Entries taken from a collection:
————
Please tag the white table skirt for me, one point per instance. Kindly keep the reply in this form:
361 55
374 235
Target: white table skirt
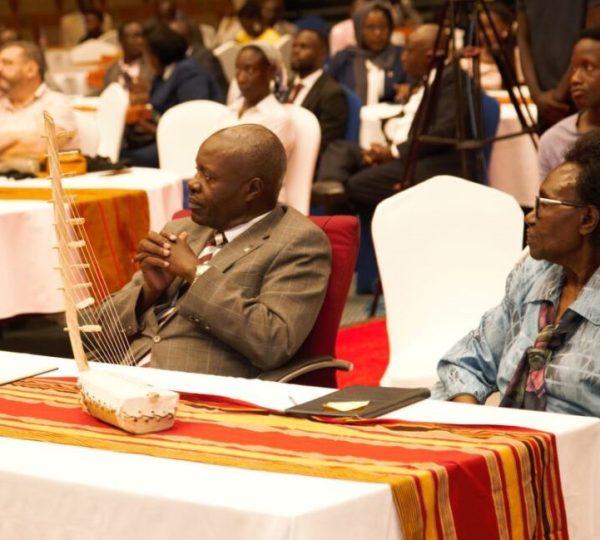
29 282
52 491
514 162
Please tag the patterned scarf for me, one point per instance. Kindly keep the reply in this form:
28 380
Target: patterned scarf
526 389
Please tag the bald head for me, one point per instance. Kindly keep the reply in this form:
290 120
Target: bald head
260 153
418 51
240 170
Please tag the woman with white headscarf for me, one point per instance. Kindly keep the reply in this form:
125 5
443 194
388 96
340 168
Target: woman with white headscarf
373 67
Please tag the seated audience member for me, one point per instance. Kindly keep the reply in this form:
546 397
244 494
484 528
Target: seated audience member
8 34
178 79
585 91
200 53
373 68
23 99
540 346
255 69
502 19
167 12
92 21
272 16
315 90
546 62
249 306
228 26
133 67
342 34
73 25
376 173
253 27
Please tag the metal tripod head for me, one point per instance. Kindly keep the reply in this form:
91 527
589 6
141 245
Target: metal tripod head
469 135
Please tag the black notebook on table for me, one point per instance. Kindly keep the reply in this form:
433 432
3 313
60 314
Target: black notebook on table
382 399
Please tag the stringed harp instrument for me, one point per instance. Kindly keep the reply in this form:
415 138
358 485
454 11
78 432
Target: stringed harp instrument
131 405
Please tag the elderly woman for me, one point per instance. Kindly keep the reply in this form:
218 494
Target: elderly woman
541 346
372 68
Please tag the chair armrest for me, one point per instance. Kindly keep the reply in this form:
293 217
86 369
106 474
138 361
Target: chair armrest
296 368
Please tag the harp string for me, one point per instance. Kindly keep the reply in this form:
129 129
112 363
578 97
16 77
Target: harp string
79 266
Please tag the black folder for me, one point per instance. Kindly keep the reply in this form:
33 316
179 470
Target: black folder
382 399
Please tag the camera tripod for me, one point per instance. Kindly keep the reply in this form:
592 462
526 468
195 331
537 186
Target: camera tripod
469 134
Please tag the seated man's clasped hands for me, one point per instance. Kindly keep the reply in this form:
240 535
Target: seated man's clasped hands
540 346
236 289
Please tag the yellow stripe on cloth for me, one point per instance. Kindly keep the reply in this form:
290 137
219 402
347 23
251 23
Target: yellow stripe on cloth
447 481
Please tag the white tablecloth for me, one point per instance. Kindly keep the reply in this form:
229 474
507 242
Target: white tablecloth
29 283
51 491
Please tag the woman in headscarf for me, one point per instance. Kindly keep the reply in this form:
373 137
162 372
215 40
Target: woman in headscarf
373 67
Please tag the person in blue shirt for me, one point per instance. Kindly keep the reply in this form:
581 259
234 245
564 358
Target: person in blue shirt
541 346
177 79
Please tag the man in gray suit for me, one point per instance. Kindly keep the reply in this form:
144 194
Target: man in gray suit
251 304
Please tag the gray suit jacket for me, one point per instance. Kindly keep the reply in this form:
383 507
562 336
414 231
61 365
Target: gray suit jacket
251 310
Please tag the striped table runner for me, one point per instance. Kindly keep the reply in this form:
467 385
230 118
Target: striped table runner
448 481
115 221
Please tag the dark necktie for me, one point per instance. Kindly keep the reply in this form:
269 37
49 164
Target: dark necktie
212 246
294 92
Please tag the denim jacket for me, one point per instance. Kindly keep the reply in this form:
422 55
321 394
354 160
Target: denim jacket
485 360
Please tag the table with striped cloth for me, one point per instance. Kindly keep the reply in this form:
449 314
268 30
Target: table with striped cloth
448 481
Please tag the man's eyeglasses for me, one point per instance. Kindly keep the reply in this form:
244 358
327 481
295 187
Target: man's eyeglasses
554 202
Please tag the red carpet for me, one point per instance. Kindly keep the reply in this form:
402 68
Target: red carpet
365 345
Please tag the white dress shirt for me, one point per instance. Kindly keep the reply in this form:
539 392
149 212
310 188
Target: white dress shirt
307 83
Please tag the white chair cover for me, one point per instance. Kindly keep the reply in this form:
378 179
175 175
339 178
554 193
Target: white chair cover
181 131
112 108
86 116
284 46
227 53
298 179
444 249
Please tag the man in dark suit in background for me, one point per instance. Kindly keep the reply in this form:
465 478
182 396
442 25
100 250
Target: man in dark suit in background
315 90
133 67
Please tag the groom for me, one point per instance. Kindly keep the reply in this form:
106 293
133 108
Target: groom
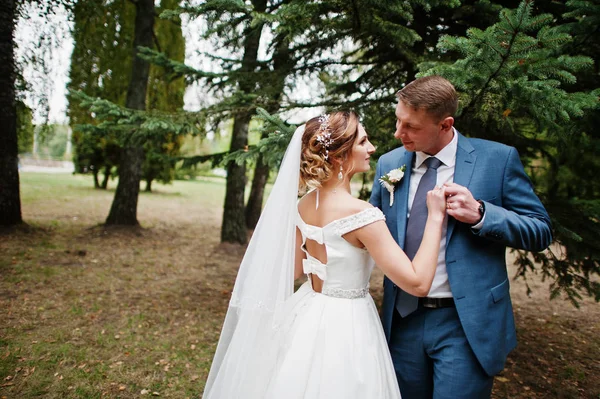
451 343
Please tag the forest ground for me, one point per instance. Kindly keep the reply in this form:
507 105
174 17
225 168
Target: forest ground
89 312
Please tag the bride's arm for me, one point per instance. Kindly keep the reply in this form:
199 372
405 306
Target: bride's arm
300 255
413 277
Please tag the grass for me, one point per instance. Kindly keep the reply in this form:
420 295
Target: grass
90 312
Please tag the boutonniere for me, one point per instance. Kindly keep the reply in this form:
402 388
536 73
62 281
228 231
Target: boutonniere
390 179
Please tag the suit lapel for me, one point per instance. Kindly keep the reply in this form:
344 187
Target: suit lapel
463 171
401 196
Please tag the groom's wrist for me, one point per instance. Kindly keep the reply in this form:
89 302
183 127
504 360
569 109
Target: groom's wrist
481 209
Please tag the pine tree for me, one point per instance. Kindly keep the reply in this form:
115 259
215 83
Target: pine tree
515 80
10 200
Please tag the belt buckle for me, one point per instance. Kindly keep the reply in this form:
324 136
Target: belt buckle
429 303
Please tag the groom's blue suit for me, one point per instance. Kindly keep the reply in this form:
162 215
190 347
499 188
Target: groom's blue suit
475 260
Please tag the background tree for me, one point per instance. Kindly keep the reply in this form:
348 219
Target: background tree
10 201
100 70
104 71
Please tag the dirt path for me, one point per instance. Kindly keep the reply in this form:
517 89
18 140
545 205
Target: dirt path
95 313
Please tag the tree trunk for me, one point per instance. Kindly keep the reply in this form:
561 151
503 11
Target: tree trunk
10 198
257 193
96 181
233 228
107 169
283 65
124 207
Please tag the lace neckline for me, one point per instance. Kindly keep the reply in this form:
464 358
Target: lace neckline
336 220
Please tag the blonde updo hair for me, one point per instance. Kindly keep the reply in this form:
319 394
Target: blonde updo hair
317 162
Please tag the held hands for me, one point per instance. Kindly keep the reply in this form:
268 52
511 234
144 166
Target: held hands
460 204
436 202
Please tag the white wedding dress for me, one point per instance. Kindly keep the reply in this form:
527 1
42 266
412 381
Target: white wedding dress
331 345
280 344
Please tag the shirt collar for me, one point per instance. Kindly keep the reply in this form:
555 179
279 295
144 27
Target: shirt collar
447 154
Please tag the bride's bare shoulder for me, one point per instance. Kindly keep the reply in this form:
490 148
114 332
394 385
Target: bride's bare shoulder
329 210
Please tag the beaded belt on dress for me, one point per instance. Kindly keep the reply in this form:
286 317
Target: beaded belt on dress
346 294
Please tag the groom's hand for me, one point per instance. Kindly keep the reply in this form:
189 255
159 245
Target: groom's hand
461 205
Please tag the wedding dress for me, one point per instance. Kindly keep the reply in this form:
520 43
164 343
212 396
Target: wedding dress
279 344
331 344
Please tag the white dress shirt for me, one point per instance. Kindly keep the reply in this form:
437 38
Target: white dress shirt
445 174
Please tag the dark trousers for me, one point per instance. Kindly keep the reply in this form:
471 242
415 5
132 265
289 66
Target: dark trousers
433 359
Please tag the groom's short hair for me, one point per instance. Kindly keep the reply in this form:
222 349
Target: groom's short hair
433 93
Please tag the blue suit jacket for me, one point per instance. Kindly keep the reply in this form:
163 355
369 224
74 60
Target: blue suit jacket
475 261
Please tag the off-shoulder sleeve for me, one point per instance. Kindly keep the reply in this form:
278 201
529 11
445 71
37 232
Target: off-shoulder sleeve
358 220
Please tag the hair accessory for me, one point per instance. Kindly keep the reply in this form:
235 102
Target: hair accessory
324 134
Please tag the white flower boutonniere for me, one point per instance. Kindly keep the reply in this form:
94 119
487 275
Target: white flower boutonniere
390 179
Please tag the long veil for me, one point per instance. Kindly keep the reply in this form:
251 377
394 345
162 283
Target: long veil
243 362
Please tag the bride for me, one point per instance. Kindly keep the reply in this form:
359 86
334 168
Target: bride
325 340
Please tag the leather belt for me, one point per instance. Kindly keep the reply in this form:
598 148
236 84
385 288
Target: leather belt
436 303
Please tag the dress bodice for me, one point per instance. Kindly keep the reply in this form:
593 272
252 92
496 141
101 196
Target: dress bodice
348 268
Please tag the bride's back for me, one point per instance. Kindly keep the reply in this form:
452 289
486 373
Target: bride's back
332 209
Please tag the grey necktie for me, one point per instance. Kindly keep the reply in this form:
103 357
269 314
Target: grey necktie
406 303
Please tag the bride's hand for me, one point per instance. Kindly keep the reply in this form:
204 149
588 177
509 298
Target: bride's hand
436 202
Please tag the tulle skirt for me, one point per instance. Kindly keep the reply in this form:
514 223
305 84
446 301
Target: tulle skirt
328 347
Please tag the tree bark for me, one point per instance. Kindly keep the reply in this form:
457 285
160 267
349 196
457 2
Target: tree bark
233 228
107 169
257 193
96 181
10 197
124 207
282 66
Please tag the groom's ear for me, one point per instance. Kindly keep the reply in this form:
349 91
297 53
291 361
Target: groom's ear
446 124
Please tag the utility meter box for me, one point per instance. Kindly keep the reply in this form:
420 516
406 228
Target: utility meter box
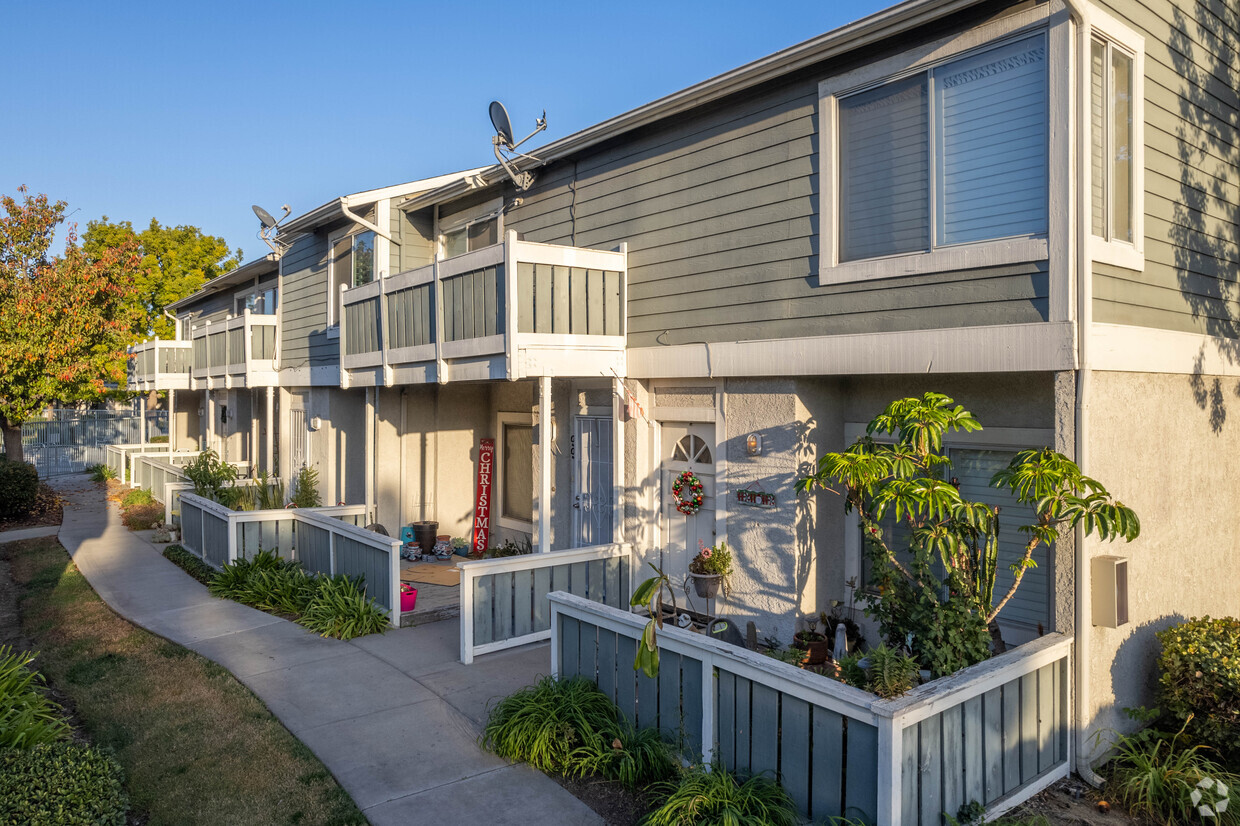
————
PROBLEM: For the word "meter", report how many lines of the records contain it; respond with the number only.

RESPONSE AREA: 2